# WRITTEN EXERCISE:
Pick out every line in the data below that contains the word "tree", and copy each of those lines in full.

# STORED RECORDS:
________________
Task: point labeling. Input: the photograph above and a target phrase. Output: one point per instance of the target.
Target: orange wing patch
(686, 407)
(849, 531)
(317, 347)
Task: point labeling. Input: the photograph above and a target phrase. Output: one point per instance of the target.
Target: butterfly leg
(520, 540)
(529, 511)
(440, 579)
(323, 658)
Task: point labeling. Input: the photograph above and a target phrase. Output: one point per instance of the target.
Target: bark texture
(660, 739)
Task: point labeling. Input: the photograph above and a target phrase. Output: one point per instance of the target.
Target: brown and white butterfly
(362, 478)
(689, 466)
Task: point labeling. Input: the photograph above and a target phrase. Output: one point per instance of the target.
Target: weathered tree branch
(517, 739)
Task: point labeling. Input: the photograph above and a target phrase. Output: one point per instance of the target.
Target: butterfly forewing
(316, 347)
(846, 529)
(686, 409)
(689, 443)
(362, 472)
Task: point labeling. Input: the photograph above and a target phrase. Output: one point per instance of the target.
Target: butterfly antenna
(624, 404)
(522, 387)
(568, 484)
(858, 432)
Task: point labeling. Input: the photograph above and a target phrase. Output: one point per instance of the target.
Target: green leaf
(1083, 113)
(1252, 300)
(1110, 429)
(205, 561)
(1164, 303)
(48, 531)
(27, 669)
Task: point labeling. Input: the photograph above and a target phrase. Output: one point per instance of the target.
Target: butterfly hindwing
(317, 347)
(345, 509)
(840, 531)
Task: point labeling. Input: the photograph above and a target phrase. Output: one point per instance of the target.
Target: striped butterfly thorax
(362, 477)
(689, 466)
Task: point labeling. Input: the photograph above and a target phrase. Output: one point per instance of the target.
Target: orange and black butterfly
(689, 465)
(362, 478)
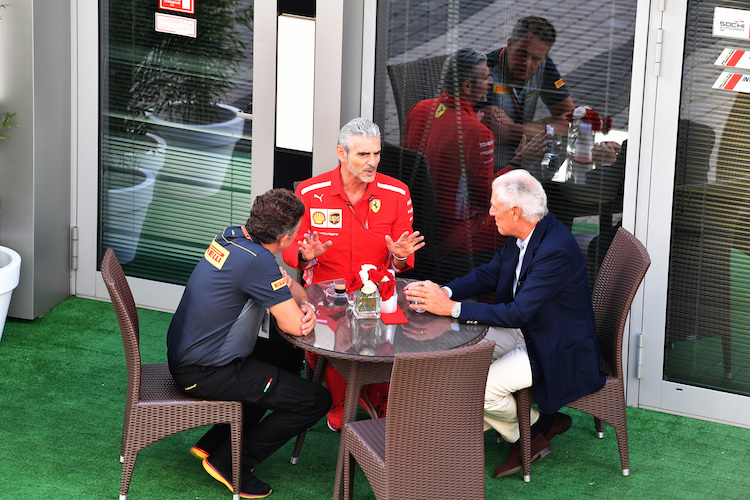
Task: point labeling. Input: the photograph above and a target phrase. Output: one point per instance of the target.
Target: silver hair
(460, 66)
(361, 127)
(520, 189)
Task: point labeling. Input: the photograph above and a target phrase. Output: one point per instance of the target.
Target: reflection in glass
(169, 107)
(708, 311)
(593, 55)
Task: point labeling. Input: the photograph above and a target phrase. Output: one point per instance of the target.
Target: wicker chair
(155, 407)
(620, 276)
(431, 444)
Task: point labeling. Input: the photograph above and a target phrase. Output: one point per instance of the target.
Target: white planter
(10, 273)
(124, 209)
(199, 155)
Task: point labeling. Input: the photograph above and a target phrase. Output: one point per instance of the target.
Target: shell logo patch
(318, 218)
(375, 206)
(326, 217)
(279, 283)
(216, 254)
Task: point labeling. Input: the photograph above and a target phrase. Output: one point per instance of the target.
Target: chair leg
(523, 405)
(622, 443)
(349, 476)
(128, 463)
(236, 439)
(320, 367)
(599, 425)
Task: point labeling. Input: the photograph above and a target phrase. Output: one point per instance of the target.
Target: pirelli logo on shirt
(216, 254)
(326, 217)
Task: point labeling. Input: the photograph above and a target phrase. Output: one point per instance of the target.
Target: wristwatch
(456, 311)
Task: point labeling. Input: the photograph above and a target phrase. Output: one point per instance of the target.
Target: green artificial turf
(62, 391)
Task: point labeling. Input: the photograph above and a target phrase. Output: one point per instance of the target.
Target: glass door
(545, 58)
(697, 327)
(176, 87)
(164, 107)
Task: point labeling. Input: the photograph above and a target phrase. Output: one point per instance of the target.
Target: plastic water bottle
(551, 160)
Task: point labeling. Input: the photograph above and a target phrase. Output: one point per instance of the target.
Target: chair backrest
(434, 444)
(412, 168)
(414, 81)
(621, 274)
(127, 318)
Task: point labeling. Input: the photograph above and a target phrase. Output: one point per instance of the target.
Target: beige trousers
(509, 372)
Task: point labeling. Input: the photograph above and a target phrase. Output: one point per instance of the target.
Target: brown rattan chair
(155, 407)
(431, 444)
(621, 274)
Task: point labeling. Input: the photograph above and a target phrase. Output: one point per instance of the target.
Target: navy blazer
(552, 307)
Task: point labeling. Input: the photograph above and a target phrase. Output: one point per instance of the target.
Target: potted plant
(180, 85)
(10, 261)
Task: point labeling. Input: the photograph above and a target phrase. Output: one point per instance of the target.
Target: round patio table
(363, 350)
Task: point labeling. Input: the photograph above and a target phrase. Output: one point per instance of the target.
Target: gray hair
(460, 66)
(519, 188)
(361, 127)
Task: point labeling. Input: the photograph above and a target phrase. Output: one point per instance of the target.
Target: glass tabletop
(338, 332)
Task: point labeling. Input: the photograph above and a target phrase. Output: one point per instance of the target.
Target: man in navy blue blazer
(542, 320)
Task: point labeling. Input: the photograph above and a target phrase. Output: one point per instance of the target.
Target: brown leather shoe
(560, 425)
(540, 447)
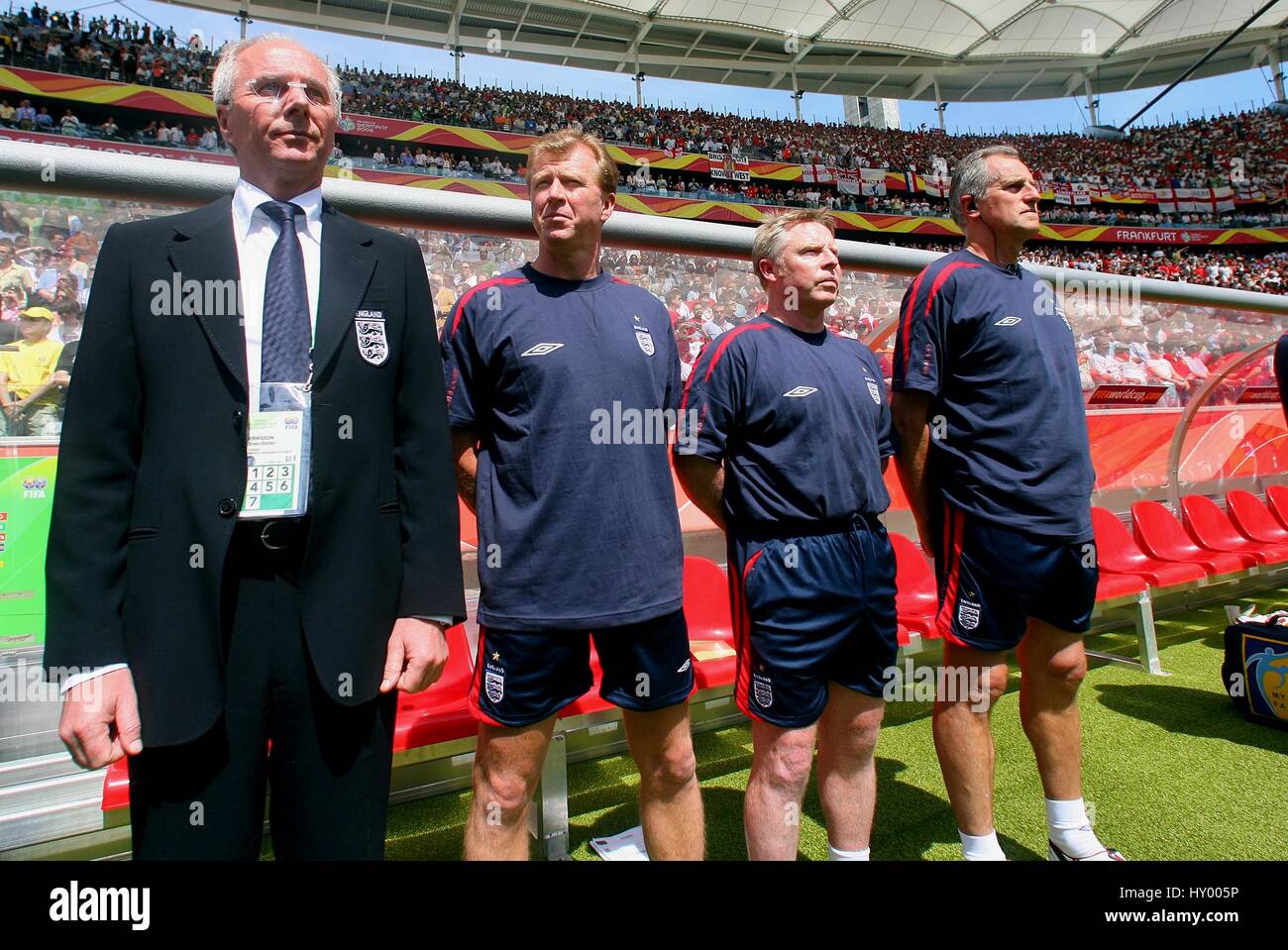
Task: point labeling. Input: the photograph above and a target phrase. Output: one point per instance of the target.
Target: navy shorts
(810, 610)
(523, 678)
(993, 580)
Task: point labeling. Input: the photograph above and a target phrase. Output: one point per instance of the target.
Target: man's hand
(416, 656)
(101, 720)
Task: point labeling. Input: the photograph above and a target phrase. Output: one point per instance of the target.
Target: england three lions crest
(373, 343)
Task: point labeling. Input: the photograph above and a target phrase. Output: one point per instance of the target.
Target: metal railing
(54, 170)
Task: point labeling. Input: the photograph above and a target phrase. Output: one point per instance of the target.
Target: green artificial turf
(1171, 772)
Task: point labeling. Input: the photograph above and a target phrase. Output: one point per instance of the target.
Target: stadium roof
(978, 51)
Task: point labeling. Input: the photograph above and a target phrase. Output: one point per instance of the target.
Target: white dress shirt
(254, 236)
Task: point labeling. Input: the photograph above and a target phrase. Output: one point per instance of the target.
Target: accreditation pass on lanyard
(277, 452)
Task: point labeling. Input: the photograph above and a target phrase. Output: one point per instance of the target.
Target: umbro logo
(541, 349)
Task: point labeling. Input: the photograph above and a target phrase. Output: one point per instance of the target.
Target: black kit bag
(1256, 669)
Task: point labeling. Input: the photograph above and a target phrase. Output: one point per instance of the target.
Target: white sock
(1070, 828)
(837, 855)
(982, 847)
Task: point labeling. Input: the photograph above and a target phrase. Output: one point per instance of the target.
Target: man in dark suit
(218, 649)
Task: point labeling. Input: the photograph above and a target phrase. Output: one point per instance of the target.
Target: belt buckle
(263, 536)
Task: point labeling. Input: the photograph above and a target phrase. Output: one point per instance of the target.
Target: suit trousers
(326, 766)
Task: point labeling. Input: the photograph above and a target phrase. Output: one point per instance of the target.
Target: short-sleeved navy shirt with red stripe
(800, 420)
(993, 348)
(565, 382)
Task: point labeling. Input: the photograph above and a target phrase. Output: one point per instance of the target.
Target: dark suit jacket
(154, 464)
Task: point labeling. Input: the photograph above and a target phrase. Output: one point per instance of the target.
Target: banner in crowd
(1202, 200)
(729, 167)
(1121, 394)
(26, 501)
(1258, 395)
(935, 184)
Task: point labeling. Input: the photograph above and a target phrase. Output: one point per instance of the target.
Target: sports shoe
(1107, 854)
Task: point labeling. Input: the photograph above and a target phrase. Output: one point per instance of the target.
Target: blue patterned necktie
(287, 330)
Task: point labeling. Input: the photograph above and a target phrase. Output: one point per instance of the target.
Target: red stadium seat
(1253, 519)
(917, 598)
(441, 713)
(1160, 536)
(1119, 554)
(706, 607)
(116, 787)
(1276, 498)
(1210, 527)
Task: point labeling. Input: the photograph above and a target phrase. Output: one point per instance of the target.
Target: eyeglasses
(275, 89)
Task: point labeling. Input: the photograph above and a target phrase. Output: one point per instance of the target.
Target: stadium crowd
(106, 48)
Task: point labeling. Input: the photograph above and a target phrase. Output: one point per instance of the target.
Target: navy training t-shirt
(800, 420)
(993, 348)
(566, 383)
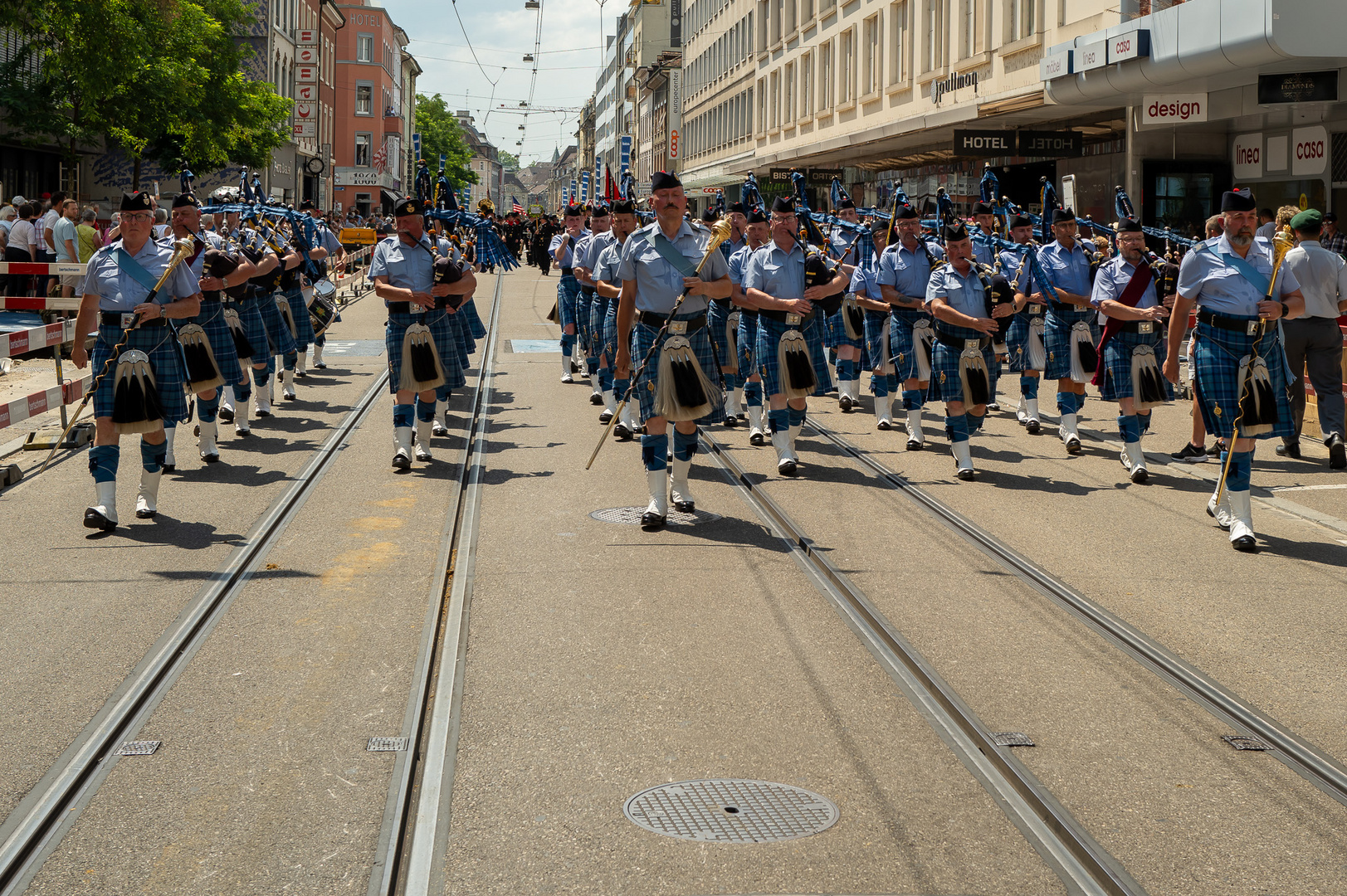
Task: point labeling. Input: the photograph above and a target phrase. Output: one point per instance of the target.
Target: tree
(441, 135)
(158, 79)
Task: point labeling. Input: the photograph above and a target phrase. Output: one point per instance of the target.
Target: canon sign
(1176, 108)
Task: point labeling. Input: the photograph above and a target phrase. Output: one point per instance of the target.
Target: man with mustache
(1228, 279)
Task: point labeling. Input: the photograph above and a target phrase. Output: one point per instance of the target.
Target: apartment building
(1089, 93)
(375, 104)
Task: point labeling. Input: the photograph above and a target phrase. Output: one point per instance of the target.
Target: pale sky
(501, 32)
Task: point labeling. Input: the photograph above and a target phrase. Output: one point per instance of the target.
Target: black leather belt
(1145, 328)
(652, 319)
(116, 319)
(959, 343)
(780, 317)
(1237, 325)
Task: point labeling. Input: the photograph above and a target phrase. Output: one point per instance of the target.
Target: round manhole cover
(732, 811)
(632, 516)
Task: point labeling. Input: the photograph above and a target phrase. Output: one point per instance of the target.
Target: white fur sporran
________________
# FULL SOLUTION:
Target: weathered tree branch
Target: tree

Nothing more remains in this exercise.